Texto de la página
---
En el reverso de la historia masculina de la filosofía se dibuja una trama secreta: la clandestinidad de los enfermos. ¿Es posible ensayar una historia de la filosofía como historia de la depresión masculina? Desde Descartes y Kierkegaard hasta Fisher y López Petit, pasando por Camus y Sartre, una lectura de la depresión y los sueños atravesada en la búsqueda de una intimidad común.
“La depresión no es tristeza, ni siquiera un estado mental, es una (dis)posición (neuro)filosófica.”
Mark Fisher, Los fantasmas de mi vida
“La filosofía te salva”, suelo decirle a un amigo. Y es cierto: en mi vida la filosofía ha tenido efectos terapéuticos. Hay lecturas y escrituras que otorgan estrategias existenciales para liberar una vida aprisionada, inhibida en sus enfermedades.
En el reverso de la historia masculina de la filosofía se dibuja una trama secreta: la clandestinidad de los enfermos. Una conspiración entre desertores, una alianza entre sintomáticos. El bestiario de la filosofía nos enfrenta a cuerpos melancólicos, locos, borrachos, maníacos, solitarios, apáticos, delirantes, obsesivos, histéricos…
Esta sintomatología es el resorte de una intuición: ensayar una historia de la filosofía como historia de la depresión masculina. Una lectura sintomática de los filósofos varones que me conmovieron, desde Descartes y Kierkegaard hasta Fisher y López Petit, pasando por Camus y Sartre. ¿Artaud y Nietzsche? ¿Dostoievski? ¿Guattari?
---
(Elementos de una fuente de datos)
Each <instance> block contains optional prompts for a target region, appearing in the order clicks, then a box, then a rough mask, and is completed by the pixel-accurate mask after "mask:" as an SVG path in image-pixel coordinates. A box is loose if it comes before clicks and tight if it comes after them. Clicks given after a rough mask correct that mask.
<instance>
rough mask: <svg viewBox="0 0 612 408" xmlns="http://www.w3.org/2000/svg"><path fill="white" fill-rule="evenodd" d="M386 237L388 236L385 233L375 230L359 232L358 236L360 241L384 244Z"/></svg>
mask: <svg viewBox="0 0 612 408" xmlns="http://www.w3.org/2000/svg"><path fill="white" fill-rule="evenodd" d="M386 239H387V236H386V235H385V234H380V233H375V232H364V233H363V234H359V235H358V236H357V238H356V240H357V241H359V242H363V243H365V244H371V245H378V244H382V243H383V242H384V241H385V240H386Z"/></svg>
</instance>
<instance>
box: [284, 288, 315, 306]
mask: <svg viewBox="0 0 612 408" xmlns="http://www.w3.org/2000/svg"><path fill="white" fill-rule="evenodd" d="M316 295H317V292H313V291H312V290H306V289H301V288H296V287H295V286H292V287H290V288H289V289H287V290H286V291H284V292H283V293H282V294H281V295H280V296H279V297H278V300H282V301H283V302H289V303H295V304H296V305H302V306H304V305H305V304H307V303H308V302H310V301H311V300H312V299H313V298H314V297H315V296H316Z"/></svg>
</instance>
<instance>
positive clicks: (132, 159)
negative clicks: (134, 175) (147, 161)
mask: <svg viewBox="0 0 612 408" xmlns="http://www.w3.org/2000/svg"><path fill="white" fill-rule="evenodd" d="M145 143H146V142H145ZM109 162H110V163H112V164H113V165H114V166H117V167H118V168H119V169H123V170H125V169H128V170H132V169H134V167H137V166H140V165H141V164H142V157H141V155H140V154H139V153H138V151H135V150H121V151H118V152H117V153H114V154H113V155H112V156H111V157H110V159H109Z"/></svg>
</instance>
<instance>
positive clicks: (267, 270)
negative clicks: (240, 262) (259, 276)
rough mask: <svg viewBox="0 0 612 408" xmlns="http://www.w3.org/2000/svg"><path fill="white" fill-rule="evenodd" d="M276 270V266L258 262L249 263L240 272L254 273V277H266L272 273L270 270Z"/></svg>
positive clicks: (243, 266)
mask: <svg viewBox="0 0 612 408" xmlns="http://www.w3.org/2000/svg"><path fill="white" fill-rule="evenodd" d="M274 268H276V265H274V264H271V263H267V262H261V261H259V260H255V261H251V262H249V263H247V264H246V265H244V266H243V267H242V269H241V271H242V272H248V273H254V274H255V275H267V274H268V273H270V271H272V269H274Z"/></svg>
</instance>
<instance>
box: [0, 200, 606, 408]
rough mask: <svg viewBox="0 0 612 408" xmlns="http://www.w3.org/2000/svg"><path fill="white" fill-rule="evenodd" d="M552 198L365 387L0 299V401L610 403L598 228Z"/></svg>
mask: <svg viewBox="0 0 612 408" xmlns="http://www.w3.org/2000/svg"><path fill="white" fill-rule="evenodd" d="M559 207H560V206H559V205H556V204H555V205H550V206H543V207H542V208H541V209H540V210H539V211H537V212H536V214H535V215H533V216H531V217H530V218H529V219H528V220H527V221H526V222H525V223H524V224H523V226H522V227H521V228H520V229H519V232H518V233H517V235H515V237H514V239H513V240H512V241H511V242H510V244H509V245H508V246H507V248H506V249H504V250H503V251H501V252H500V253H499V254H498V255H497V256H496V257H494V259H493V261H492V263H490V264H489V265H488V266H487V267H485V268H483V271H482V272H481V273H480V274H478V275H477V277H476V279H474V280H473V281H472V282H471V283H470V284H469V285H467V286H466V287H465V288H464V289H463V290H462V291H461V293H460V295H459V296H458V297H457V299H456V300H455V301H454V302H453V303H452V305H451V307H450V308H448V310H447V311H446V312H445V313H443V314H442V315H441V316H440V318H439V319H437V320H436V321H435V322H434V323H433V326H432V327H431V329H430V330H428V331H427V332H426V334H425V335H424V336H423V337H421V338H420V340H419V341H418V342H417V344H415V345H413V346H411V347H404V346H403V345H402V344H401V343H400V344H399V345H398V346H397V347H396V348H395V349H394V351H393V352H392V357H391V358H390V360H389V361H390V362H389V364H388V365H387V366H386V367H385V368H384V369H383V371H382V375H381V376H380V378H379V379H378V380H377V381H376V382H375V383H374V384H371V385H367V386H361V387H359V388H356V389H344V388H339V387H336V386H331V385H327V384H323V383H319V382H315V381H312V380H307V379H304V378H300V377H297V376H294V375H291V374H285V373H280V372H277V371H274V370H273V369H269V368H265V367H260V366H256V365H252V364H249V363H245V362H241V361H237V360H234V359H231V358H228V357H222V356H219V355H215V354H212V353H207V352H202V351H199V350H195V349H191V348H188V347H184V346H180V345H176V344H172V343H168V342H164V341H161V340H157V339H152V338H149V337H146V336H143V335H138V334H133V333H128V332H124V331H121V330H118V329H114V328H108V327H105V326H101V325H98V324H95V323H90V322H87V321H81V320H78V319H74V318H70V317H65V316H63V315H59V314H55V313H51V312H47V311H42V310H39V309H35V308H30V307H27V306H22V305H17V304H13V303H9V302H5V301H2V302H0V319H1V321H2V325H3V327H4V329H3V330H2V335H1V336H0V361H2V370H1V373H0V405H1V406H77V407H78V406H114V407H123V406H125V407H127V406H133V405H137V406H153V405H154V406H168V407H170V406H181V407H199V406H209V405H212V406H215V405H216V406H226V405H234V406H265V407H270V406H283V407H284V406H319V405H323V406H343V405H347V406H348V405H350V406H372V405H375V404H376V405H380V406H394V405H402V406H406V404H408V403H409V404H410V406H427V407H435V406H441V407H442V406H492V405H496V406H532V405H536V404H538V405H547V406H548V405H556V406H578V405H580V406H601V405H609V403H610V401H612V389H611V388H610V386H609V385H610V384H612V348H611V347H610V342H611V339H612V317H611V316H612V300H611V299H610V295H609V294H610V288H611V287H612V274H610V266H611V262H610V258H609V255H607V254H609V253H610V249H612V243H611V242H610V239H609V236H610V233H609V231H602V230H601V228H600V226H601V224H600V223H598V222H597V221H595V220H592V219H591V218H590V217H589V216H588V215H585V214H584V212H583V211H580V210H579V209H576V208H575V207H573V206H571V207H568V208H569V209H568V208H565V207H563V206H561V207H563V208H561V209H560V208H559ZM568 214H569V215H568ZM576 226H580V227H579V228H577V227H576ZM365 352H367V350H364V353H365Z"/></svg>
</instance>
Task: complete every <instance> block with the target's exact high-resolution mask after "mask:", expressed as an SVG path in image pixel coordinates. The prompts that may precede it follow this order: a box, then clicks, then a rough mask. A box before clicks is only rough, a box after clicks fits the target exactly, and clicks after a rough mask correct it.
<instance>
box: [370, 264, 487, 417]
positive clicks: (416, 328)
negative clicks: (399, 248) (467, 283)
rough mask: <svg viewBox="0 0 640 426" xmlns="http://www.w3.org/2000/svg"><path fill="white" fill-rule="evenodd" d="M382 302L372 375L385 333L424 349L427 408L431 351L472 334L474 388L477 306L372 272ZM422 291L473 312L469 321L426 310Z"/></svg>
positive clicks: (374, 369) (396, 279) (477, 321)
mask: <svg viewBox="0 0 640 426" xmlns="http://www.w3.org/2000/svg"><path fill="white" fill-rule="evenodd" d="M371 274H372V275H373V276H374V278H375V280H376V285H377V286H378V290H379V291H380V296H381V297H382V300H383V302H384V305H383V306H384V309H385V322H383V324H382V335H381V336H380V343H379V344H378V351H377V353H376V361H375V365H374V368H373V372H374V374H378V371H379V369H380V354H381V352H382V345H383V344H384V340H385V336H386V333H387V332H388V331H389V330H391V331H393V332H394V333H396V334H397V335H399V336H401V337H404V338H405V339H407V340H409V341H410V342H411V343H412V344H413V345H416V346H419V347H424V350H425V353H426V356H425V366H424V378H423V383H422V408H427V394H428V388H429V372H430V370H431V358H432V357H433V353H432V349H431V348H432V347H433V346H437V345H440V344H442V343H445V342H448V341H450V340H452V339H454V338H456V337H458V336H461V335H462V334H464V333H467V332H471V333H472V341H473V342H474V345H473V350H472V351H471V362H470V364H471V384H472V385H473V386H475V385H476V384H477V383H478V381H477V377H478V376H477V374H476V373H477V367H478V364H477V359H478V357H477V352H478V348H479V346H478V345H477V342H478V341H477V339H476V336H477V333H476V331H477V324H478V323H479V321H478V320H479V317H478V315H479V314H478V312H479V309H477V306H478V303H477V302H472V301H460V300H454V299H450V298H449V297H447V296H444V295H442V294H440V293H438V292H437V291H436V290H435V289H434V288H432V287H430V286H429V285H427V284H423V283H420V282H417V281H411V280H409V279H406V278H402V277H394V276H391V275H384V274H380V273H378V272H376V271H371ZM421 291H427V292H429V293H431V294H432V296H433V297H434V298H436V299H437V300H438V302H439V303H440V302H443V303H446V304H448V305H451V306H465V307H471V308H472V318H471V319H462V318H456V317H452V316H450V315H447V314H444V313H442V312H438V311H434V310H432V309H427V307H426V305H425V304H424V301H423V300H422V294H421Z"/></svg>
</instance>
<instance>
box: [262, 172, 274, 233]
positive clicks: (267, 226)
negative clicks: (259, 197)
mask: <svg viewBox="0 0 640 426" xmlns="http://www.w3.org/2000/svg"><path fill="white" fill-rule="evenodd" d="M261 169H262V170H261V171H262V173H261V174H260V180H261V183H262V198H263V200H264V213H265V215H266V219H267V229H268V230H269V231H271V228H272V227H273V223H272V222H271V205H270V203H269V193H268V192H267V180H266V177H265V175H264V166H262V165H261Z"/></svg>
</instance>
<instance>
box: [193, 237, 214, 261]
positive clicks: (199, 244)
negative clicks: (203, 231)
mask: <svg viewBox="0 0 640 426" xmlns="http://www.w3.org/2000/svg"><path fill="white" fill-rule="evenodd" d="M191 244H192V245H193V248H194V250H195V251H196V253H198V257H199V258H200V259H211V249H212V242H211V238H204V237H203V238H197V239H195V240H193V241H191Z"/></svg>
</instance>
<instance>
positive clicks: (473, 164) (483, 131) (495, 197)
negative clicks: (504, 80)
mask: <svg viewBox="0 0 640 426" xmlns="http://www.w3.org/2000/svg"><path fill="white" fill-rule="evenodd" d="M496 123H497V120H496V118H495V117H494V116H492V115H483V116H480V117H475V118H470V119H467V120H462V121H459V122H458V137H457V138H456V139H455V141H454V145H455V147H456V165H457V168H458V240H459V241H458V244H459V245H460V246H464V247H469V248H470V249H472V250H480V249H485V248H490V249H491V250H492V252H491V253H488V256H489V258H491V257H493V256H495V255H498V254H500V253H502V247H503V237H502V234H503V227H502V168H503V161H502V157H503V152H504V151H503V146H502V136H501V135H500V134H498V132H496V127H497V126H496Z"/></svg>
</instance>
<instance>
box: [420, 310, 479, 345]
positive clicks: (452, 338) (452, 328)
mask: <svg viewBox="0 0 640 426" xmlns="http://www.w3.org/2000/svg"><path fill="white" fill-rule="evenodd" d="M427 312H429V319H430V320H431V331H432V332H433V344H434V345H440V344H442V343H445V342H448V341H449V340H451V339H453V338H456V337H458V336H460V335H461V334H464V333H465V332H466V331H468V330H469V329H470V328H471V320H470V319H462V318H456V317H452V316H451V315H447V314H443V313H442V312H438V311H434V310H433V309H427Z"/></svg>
---
Completa lo siguiente
a: En el texto sobre filosofía y depresión, ¿de qué libro de Mark Fisher sale la cita?
b: Vuelve a escribir, sin cambiar nada, el trozo del texto sobre filosofía y depresión que va desde "Mark Fisher, Los" hasta "en sus enfermedades.".

Lista de respuestas
a: De «Los fantasmas de mi vida».

b:
Mark Fisher, Los fantasmas de mi vida
“La filosofía te salva”, suelo decirle a un amigo. Y es cierto: en mi vida la filosofía ha tenido efectos terapéuticos. Hay lecturas y escrituras que otorgan estrategias existenciales para liberar una vida aprisionada, inhibida en sus enfermedades.